BookmarkSubscribeRSS Feed
nabudayeh
Calcite | Level 5

Hello,

 

I am a new SAS user, and I apologize if this question has been asked before but I couldn't find any information on this in the forums. What I am trying to do is import an Excel Sheet that will have a table with customer information on them. I would then like to get all the possible combinations of customers that are possible within the parameters. For example, if I wanted to get all possible combinations of cumstomers that, when added together, don't surpass the $40,000 loss mark, how would I get the combinations of the following:

 

C1     $20,000       MA        Male    

C2     $5,000         NH      Female    

C3     $23,000       ME       Male    

C4     $12000         RI      Male    

C5     $1,500         MA        Female    

 

Is it possible to get all the combinations of customers where row 2 <= $40,000? Also, if in the future I would want to use other parameters like years of age, how would I be able to include that in my model?

 

Thank you,

 

Nimer

 

10 REPLIES 10
ballardw
Super User

Before going into actually generating combinations it may be time to ask HOW the result will be used?

 

Second is how many (assumed ) unique customers are there ? Note that very moderate numbers of customers lead t

 

Can you provide a little more input data and what you would expect for the output? This may be in perview of SAS/IML.

▸ Given request
Extend the SAS customer-combinations forum thread above by writing what comes after its last line.

▸ Named object pointing entries

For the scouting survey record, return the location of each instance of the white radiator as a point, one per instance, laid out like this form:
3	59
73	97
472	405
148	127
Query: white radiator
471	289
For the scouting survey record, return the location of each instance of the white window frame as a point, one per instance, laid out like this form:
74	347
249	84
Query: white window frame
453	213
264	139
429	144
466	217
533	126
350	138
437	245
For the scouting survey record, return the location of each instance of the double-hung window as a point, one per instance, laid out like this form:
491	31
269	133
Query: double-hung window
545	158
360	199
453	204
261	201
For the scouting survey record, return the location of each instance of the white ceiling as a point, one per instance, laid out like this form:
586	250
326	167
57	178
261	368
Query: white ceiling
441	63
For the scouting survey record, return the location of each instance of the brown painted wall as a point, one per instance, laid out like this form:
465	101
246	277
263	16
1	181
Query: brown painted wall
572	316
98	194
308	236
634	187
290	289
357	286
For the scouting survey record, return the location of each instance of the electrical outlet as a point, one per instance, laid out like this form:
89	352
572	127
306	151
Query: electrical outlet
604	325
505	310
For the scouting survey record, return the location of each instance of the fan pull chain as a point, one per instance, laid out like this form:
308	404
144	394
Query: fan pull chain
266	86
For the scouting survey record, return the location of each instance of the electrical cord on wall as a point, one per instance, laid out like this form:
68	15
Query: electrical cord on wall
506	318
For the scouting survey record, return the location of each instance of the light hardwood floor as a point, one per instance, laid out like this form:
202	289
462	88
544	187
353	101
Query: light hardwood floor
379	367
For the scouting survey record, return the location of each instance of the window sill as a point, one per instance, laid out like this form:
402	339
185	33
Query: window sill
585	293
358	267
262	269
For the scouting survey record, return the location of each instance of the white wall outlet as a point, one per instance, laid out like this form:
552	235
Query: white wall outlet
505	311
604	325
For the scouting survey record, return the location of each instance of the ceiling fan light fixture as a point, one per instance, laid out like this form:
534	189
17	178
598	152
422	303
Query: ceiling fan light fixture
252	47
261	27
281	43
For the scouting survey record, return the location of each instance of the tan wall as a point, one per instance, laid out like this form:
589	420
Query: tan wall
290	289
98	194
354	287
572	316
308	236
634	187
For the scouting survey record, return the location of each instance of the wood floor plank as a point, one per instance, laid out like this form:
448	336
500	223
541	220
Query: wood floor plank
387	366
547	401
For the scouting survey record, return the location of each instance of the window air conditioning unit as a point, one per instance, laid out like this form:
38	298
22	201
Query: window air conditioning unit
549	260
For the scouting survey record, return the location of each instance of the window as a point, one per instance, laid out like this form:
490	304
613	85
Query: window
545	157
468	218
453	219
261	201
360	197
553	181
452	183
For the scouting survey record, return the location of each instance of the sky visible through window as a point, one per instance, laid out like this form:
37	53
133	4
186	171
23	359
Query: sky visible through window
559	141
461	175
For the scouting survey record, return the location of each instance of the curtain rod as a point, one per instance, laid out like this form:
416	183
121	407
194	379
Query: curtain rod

▸ Response to this exercise
nabudayeh
Calcite | Level 5

We are trying to group these customers in "batches", so I am just trying to see how many combinations there are, and then optimize the combinations by using different parameters for the data (age, state, etc). I guess it is comparable to an optimal lineup in Draftkings. Once you have all the possible combinations of players that dont exceed the salary given, then you would rank the other fields on importance level to attempt to find your "optimal lineup" (sorry for the unnecessary Draftkings reference haha).

 

So at the end of the day, my output would a list of all possible combination of customer names given that column B does not exceed a total number. Then hopefully after that I can look at the other fields and find the most ideal method of batching.

 

Hope this provides a bit more insight on what I am trying to accomplish.

ballardw
Super User

How many customers are you concerned with? 10, 100, 1000 10000 or more? If you are considering combinations of 5 customers from 100 you start with 75,287,520 combinations to calculate totals for. If you have 1000 customers then you are looking at 8.25E12 combinations. And since you would be looking a combinations of 2, 3, 4, and possibly more than 5 then you would be looking at multiple passes of similar magnitude through your data. Might take awhile. There maybe some help in the SAS/OR module but I don't have access to that.

 

It sounds like you may be looking to do some sort of cluster assignment, i.e. group by similar characteristics. Proc Fastclus might give you a better start if that is what you are doing.

nabudayeh
Calcite | Level 5

Id say there will probably be around 150 customers. I was trying to do it in Excel with a sample of the data but unfortunately it was too much data to crunch. Ideally all I would need is to calculate all the possibel combinations on column A and then I would include some If Statements in my analysis to find the optimal solution. I was told I would be able to do this in SAS, so sorry if I made it seem like there were 1000s of customers.

ballardw
Super User

The issue is really how many records to you want to process? Excel would fail pretty early as it will not support the number of rows or columns you were attempting to deal with as mentioned above.

 

SAS can do it but your basic approach is going to generate files that take up Gbytes of space and probably require passes through the data that will be likley be measured in closer to hours than in minutes.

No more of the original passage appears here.